_WRITTEN EXERCISE_. Please retype, word for word, the part of the passage on Air Force awards below that opens with the words containing "The Department of the Air Force first" and closes with "approved international decorations.".

_SOURCE_.
-=-=-=-=-
= Awards and decorations of the United States Department of the Air Force =

Military decoration awarded by the US Department of the Air Force

Awards and decorations of the United States Department of the Air Force are military decorations which are issued by the Department of the Air Force to airmen of the United States Air Force and guardians of the United States Space Force and members of other military branches serving under Air Force and Space Force commands.

The Department of the Air Force first began issuing awards and decorations in 1947. At that time, airmen were eligible to receive most U.S. Army decorations. In 1962, following the Cuban Missile Crisis, the Department of the Air Force began a concentrated effort to create its own distinctive awards, separate from the Army.

Airmen and guardians are also eligible to receive approved foreign awards and approved international decorations.
-=-=-=-=-
_DATA_.
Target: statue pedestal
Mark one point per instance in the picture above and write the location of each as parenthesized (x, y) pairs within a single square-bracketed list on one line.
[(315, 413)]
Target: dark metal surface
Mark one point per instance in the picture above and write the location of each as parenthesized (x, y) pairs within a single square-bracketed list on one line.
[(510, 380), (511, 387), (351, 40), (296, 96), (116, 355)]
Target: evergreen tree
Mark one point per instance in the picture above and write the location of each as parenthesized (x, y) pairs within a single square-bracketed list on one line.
-=-=-=-=-
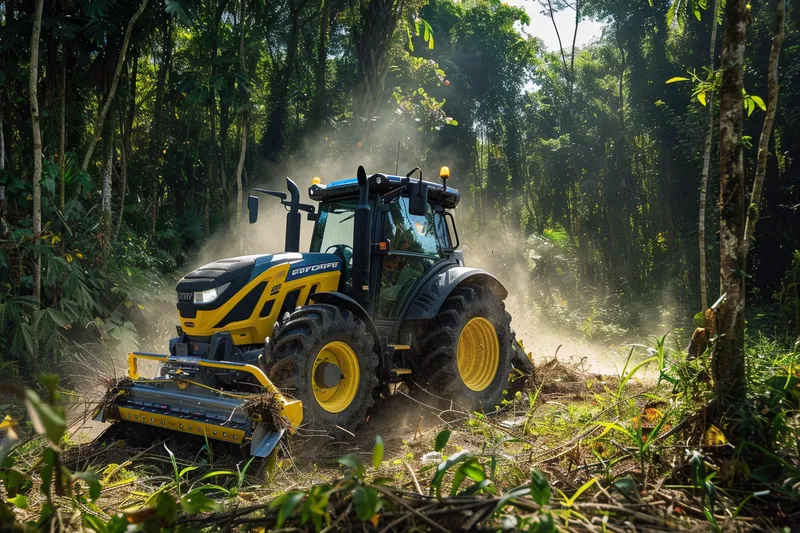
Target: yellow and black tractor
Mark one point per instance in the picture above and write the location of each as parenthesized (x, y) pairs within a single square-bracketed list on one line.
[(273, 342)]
-=-=-=-=-
_ANSWER TO THE PROBLEM_.
The Department of the Air Force first began issuing awards and decorations in 1947. At that time, airmen were eligible to receive most U.S. Army decorations. In 1962, following the Cuban Missile Crisis, the Department of the Air Force began a concentrated effort to create its own distinctive awards, separate from the Army.

Airmen and guardians are also eligible to receive approved foreign awards and approved international decorations.